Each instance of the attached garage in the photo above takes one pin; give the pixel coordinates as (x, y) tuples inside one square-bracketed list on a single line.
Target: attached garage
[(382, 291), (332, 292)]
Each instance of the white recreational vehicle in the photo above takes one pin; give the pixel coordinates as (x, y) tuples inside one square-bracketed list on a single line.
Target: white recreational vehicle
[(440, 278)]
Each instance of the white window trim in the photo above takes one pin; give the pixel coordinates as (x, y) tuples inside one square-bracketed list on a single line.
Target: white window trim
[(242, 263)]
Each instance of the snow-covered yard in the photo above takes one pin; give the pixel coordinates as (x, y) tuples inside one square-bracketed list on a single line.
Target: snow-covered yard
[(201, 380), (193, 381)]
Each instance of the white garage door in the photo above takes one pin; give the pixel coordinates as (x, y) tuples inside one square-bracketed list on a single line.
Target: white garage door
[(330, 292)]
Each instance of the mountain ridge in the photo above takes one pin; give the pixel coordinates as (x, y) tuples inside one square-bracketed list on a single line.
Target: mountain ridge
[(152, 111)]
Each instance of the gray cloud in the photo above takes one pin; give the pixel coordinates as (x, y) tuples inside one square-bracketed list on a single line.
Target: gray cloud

> Exercise task:
Copy word for word the lines of the records that start with the line containing "Each instance of the white garage" and go on through the end of the records.

> Answer to this problem:
Each instance of the white garage door in the photo above takes one pin; give the pixel coordinates as (x, y) tuples inside one square-bracketed list on a single line.
Target: white garage door
[(330, 292)]
Each instance of the mountain ridge in the photo above takes one pin; give the pixel coordinates as (x, y) tuples inside one square-bracketed list on a single line.
Target: mountain ridge
[(152, 111)]
Each instance of the gray cloud in the photo above takes one pin; give the pixel coordinates as (x, y) tuples inside one square-bracketed list on a single line.
Target: gray cloud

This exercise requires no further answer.